Segment Start: Source records

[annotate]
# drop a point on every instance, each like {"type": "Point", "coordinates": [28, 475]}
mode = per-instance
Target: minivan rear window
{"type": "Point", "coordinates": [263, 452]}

Segment End: Source records

* _Exercise objective_: Reproduce each line of the data containing the word "instance".

* _Output of the task_:
# drop a point on every instance, each like {"type": "Point", "coordinates": [28, 475]}
mode = per-instance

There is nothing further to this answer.